**Action item**. Please render the rows below as a Markdown table with the columns Line No. and Line Text, giving each non-blank line its number and leaving out blank lines and pictures.
● ● ● ●
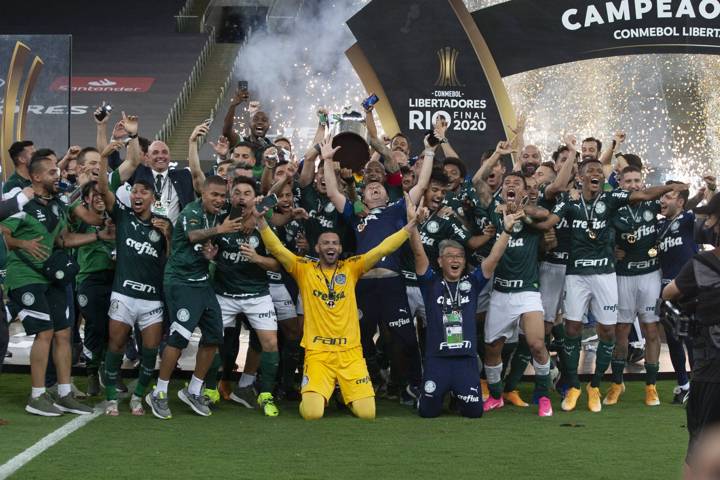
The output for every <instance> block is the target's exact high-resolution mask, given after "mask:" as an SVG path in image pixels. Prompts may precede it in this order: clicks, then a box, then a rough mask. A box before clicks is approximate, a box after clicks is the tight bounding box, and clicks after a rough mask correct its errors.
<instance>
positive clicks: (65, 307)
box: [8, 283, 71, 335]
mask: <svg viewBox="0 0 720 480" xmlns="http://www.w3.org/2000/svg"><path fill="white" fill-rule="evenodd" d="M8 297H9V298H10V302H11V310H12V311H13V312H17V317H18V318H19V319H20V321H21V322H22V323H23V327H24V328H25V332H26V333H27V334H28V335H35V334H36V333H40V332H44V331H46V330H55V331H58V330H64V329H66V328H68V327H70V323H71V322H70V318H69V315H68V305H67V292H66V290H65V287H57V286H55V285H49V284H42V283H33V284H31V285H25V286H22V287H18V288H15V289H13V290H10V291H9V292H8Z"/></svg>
● ● ● ●
**Answer to this task**.
| Line No. | Line Text |
|---|---|
| 1 | The output for every <instance> block is the target's exact high-resolution mask, given after "mask:" as an SVG path in image pixels. Prompts may precede it in this order: clicks, then a box, then a rough mask. A box before clicks is approximate, a box after clicks is the tight bounding box, and clicks after a rough mask correct its errors. |
| 2 | <instance> |
| 3 | positive clicks: (65, 307) |
| 4 | box: [8, 283, 71, 335] |
| 5 | mask: <svg viewBox="0 0 720 480" xmlns="http://www.w3.org/2000/svg"><path fill="white" fill-rule="evenodd" d="M8 297H9V298H10V302H11V310H12V311H13V312H17V317H18V318H19V319H20V321H21V322H22V323H23V327H24V328H25V332H26V333H27V334H28V335H35V334H36V333H40V332H44V331H46V330H55V331H58V330H64V329H66V328H68V327H70V323H71V322H70V318H69V315H68V305H67V292H66V290H65V287H57V286H55V285H49V284H42V283H33V284H31V285H25V286H22V287H18V288H15V289H13V290H10V291H9V292H8Z"/></svg> |